Amazon Redshift Query activity
Introduction
An Amazon Redshift Query activity, using its Amazon Redshift connection, retrieves records from a table at Amazon Redshift, and is intended to be used as a source to provide data in an operation.
Create an Amazon Redshift Query activity
An instance of an Amazon Redshift Query activity is created from an Amazon Redshift connection using its Query activity type.
To create an instance of an activity, drag the activity type to the design canvas or copy the activity type and paste it on the design canvas. For details, see Create an activity or tool instance in Component reuse.
An existing Amazon Redshift Query activity can be edited from these locations:
- The design canvas (see Component actions menu in Design canvas).
- The project pane's Components tab (see Component actions menu in Project pane Components tab).
Configure an Amazon Redshift Query activity
Follow these steps to configure an Amazon Redshift Query activity:
-
Step 1: Enter a name and select a schema
Provide a name for the activity and select a schema. -
Step 2: Select an object
Select an object to be queried. -
Step 3: Build your query
Set conditions on a query using the object fields and apply paging to a query. -
Step 4: Review the data schemas
Any request or response schemas generated from the endpoint are displayed.

* Direction *
Print the part of the Amazon Redshift Query activity page starting at "To create an" and ending at "pane Components tab).", word for word.

Pointing dataset excerpts
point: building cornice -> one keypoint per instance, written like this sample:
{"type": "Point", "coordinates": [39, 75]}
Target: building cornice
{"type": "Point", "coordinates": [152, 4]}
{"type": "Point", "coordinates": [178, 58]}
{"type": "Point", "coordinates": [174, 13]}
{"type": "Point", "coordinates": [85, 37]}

* Solution to this task *
To create an instance of an activity, drag the activity type to the design canvas or copy the activity type and paste it on the design canvas. For details, see Create an activity or tool instance in Component reuse.
An existing Amazon Redshift Query activity can be edited from these locations:
- The design canvas (see Component actions menu in Design canvas).
- The project pane's Components tab (see Component actions menu in Project pane Components tab).